## Dataset records:
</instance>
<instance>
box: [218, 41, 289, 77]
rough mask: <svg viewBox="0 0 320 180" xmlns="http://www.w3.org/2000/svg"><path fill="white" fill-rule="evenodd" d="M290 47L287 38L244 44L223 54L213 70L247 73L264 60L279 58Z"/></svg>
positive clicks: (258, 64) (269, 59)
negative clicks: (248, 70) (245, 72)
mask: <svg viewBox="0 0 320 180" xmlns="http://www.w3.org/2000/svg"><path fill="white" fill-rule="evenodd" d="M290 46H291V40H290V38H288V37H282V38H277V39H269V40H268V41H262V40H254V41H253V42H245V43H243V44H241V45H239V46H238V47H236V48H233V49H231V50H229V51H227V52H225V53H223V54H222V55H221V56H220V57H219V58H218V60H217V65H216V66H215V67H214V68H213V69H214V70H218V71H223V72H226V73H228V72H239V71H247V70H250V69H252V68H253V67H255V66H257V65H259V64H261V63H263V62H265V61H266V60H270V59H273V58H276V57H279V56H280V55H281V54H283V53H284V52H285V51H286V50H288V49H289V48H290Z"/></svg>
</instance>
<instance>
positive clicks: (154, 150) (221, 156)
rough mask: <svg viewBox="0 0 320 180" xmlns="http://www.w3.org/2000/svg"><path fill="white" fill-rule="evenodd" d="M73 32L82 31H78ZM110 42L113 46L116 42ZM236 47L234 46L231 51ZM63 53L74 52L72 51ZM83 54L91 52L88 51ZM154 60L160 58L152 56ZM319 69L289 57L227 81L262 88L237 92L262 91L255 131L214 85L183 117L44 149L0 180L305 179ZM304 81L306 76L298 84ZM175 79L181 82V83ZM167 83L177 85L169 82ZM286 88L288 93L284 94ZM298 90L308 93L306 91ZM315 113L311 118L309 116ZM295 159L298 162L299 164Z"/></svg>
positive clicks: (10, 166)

## Your task:
Report every line in the listing that holds the word "positive".

## Response:
positive clicks: (258, 64) (269, 59)
positive clicks: (154, 150) (221, 156)
positive clicks: (10, 166)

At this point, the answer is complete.